======== DOCUMENT SECTION
Retelling the walkoff ninth that both closed and defined Brewster’s regular season

BREWSTER, Mass. — Eight innings into the final game of the regular season, Stony Brook Field felt like it might burst. The humid Cape Cod air crackled with tension—not because Brewster’s playoff fate hung in the balance (their No. 3 seed was secure), but because they refused to go quietly. Across the diamond stood the red-hot Orleans Firebirds, winners of seven straight and just one victory away from clinching the division crown.

For most of the night, Brewster looked lifeless—scoreless since the second inning, their energy drained, their season-long rollercoaster threatening to end with a whimper. When Orleans pushed across a fourth run in the eighth, it felt like the knockout punch. But with two outs, Brody DeLamielleure (Florida State) ripped a sharp RBI single up the middle, slicing the lead and jolting the dugout. Suddenly, the stands stirred, electricity surged, and what had seemed like a quiet farewell roared back to life.
================
#### WHAT TO DO:
1/ Update the Brewster game recap from the words that begin "Retelling the walkoff" through the words "the division crown.", and swap "humid" for "muggy".
2/ According to the Brewster game recap, who hit the two-out RBI single in the eighth inning?
======== SUPPLIED INFORMATION
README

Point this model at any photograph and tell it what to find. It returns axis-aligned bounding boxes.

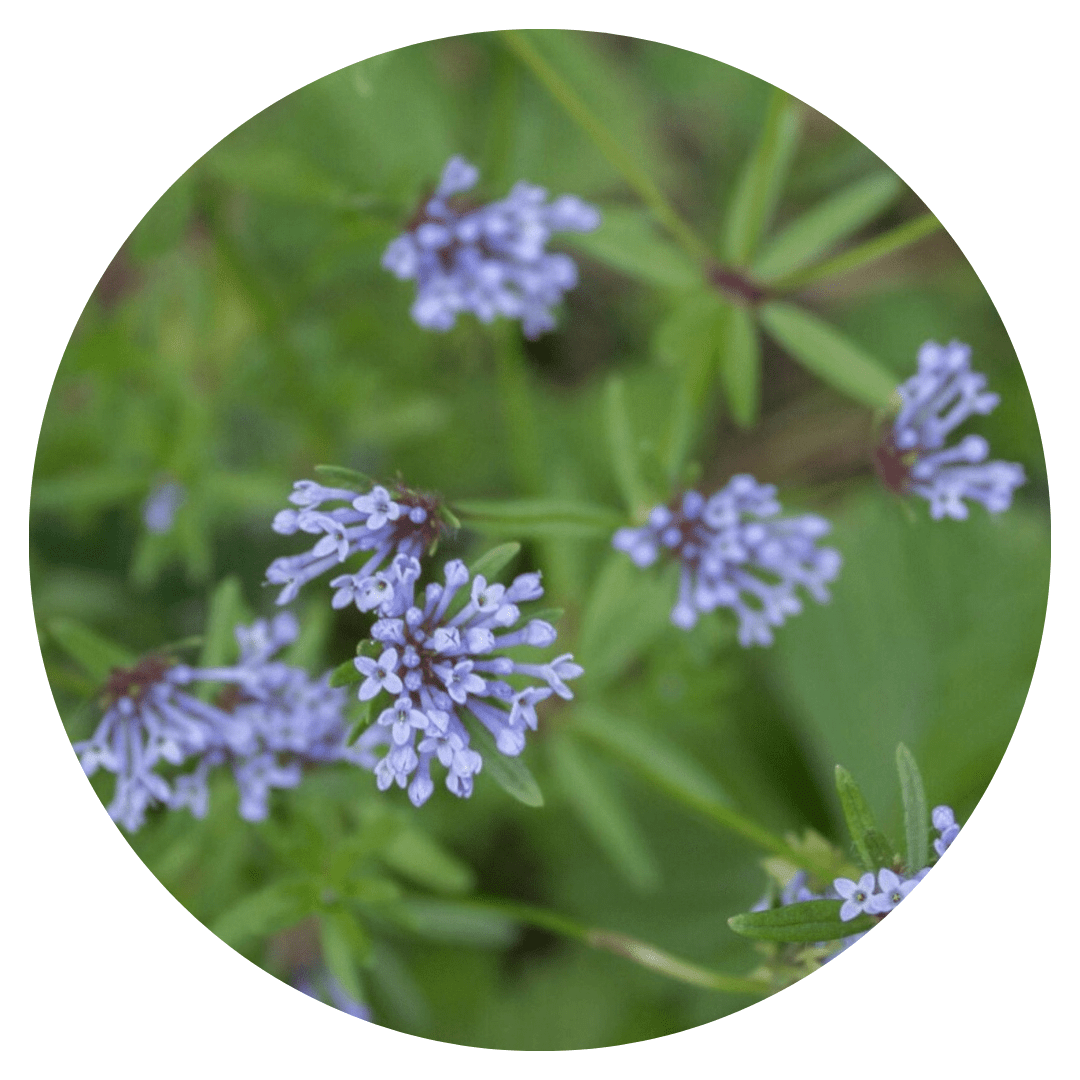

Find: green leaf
================
#### ANSWERS TO THE EXERCISES:
1/
Retelling the walkoff ninth that both closed and defined Brewster’s regular season

BREWSTER, Mass. — Eight innings into the final game of the regular season, Stony Brook Field felt like it might burst. The muggy Cape Cod air crackled with tension—not because Brewster’s playoff fate hung in the balance (their No. 3 seed was secure), but because they refused to go quietly. Across the diamond stood the red-hot Orleans Firebirds, winners of seven straight and just one victory away from clinching the division crown.

2/ Brody DeLamielleure (Florida State)